- Problem to work on
Return every line of the items below that contains the string "roof". Matching is case-sensitive.
Begin Data
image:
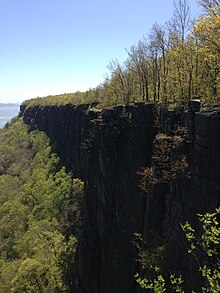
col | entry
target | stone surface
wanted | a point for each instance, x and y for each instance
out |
(106, 149)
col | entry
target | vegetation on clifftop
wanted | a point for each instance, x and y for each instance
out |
(172, 64)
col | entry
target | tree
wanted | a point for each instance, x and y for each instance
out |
(204, 248)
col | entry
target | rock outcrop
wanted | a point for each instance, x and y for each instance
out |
(106, 148)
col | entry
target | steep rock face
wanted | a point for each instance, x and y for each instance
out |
(106, 149)
(197, 191)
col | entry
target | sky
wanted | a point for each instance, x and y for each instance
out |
(61, 46)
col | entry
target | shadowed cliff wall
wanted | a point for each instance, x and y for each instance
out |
(106, 149)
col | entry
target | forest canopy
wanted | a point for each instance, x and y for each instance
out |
(39, 213)
(173, 63)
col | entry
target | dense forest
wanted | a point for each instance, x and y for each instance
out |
(40, 201)
(170, 65)
(39, 214)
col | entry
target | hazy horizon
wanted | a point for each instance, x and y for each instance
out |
(54, 47)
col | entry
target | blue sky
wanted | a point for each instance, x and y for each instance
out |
(60, 46)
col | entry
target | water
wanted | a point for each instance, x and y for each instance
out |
(7, 112)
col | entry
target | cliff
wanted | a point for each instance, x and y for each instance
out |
(106, 148)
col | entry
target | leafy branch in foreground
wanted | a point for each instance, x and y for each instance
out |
(204, 248)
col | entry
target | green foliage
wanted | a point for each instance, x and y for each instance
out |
(167, 163)
(169, 66)
(204, 247)
(39, 214)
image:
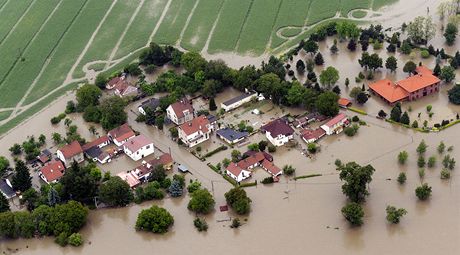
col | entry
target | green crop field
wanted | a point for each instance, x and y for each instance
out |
(47, 46)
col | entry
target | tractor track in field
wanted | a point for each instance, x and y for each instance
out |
(122, 36)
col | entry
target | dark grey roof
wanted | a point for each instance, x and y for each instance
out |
(231, 134)
(6, 189)
(152, 103)
(236, 99)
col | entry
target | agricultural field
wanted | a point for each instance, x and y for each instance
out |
(48, 46)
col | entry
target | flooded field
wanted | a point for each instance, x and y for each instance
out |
(292, 217)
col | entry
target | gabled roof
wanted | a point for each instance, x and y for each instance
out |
(53, 171)
(182, 106)
(97, 142)
(388, 90)
(338, 118)
(122, 132)
(278, 127)
(231, 134)
(71, 149)
(195, 125)
(137, 142)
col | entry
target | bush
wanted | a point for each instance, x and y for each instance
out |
(353, 213)
(423, 192)
(75, 239)
(200, 224)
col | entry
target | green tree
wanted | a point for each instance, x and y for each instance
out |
(87, 95)
(356, 179)
(238, 200)
(450, 33)
(423, 192)
(402, 157)
(353, 213)
(112, 112)
(391, 63)
(329, 76)
(115, 192)
(201, 202)
(155, 219)
(327, 104)
(394, 214)
(454, 95)
(21, 180)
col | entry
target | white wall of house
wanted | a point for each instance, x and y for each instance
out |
(139, 154)
(279, 140)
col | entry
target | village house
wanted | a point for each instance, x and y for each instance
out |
(121, 134)
(231, 136)
(180, 112)
(138, 147)
(421, 84)
(152, 104)
(70, 153)
(278, 132)
(52, 172)
(195, 131)
(237, 101)
(336, 124)
(312, 135)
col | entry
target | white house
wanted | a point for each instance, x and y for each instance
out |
(70, 153)
(195, 131)
(278, 132)
(237, 101)
(237, 173)
(121, 134)
(138, 147)
(180, 112)
(336, 124)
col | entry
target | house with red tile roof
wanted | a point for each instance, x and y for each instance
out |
(180, 112)
(121, 134)
(138, 147)
(278, 132)
(195, 131)
(336, 124)
(421, 84)
(312, 135)
(70, 153)
(52, 172)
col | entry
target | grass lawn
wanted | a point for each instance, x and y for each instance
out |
(229, 26)
(109, 34)
(34, 57)
(200, 24)
(70, 48)
(143, 25)
(259, 26)
(174, 21)
(292, 13)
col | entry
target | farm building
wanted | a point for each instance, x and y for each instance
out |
(121, 134)
(70, 153)
(152, 104)
(195, 131)
(336, 124)
(180, 112)
(421, 84)
(138, 147)
(312, 135)
(231, 136)
(52, 172)
(278, 132)
(237, 101)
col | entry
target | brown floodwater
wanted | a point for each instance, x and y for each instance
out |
(291, 216)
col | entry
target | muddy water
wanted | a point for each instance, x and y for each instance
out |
(290, 217)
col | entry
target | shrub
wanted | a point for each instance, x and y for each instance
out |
(423, 192)
(75, 239)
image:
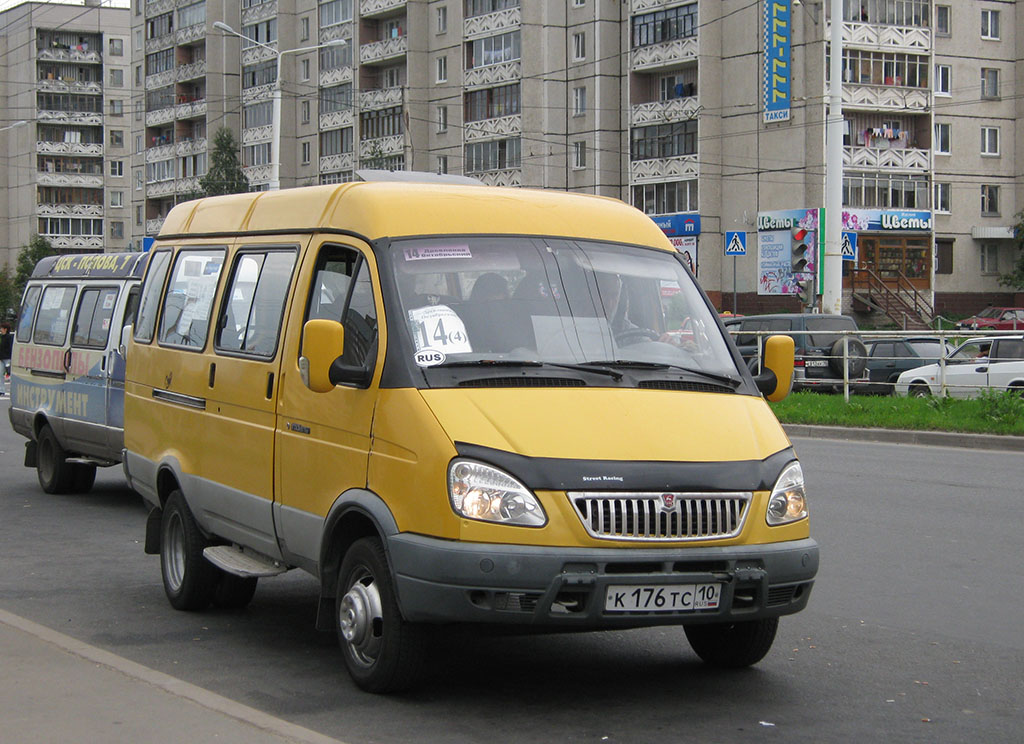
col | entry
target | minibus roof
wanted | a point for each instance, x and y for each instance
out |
(387, 209)
(91, 266)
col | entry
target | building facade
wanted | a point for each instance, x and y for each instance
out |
(708, 115)
(66, 76)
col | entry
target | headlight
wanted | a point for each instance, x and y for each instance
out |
(788, 499)
(479, 491)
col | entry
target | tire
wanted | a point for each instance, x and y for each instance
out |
(55, 475)
(189, 580)
(856, 357)
(732, 645)
(233, 593)
(83, 477)
(383, 652)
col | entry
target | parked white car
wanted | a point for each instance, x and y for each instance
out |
(982, 363)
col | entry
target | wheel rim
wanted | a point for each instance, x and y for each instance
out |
(360, 618)
(173, 553)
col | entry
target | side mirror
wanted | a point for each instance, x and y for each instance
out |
(126, 333)
(775, 379)
(323, 343)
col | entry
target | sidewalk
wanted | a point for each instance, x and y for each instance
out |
(54, 688)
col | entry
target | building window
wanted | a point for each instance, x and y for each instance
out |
(943, 137)
(943, 80)
(659, 199)
(664, 140)
(579, 155)
(662, 26)
(990, 140)
(493, 50)
(579, 46)
(493, 102)
(990, 25)
(942, 191)
(989, 83)
(493, 156)
(989, 258)
(990, 201)
(579, 101)
(943, 257)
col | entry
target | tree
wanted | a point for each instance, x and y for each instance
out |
(224, 175)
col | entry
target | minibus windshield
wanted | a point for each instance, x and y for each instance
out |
(526, 300)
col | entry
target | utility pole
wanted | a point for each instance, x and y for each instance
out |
(832, 290)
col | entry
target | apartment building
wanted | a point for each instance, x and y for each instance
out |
(67, 126)
(665, 103)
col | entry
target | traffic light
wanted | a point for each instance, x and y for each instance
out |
(801, 250)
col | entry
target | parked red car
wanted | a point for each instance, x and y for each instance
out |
(994, 318)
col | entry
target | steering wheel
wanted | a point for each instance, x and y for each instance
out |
(635, 336)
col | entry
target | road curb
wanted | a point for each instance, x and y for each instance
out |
(905, 436)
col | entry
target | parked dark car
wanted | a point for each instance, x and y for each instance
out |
(818, 341)
(888, 358)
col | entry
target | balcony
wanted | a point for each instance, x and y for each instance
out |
(489, 24)
(889, 38)
(380, 52)
(493, 75)
(333, 163)
(910, 160)
(885, 97)
(665, 55)
(93, 149)
(659, 169)
(664, 112)
(498, 127)
(381, 8)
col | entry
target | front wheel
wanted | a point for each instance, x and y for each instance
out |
(55, 474)
(732, 645)
(189, 580)
(383, 652)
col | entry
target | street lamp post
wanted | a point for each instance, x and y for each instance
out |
(274, 184)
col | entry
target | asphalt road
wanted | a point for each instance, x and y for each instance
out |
(910, 633)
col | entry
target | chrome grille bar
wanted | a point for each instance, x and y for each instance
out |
(654, 517)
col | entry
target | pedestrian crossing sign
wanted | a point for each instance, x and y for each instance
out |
(735, 244)
(849, 246)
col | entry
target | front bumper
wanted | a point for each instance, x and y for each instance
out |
(446, 581)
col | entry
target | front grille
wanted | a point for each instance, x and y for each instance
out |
(662, 516)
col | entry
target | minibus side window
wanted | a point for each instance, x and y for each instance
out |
(92, 324)
(254, 304)
(184, 319)
(54, 314)
(151, 296)
(27, 314)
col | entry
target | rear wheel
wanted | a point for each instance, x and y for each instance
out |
(189, 580)
(55, 475)
(732, 645)
(383, 652)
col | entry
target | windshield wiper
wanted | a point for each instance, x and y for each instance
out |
(587, 367)
(637, 364)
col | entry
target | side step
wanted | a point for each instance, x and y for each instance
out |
(235, 560)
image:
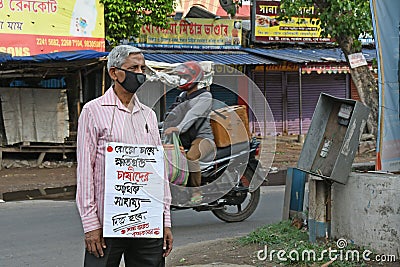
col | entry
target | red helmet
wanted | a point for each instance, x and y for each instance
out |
(190, 74)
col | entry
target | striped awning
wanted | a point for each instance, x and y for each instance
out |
(218, 57)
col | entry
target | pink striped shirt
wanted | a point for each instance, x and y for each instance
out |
(102, 120)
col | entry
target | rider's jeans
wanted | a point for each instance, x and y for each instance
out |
(200, 149)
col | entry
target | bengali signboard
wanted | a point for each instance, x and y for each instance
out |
(194, 34)
(30, 27)
(268, 29)
(134, 191)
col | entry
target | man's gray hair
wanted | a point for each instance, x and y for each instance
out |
(118, 55)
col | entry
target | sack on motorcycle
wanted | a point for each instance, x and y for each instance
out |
(230, 125)
(175, 162)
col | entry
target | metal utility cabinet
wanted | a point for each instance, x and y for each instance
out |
(333, 138)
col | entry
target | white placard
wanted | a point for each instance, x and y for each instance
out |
(357, 60)
(134, 191)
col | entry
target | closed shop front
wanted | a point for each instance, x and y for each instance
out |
(282, 91)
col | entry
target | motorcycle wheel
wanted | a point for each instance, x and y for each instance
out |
(240, 212)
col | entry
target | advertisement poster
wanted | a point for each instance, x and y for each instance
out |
(134, 191)
(31, 27)
(269, 29)
(386, 22)
(194, 34)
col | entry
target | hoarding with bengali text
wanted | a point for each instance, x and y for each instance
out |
(30, 27)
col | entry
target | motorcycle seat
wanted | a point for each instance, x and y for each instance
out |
(224, 152)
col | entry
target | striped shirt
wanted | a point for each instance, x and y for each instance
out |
(102, 120)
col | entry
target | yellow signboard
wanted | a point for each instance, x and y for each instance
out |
(269, 29)
(194, 33)
(29, 27)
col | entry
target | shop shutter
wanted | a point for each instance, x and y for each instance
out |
(313, 85)
(293, 103)
(223, 95)
(273, 95)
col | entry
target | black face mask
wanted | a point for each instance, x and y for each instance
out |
(132, 81)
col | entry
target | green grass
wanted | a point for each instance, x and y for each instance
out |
(283, 236)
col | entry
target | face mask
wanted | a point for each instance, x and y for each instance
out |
(183, 81)
(132, 81)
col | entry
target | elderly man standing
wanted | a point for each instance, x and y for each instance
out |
(102, 121)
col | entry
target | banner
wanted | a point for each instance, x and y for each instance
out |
(30, 27)
(269, 29)
(134, 191)
(194, 34)
(386, 22)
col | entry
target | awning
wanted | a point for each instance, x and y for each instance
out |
(56, 56)
(301, 56)
(218, 57)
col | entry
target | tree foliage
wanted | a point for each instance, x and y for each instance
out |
(124, 18)
(344, 21)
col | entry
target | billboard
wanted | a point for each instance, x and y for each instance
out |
(194, 33)
(30, 27)
(213, 6)
(386, 22)
(268, 29)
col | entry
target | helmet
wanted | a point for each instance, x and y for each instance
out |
(190, 74)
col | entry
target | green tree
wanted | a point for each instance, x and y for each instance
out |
(124, 18)
(344, 21)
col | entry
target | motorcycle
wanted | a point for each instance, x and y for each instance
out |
(230, 183)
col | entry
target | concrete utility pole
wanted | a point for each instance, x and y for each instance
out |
(319, 214)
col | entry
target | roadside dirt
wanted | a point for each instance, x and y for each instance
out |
(48, 176)
(215, 253)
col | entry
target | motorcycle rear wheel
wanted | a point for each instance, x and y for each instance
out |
(238, 213)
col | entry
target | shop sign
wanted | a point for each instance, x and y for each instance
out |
(193, 33)
(298, 30)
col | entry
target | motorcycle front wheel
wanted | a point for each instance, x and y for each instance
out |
(240, 212)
End Data
- The completed task
target | dark grey roof
target | gabled roof
target | house with red tile roof
target | minibus roof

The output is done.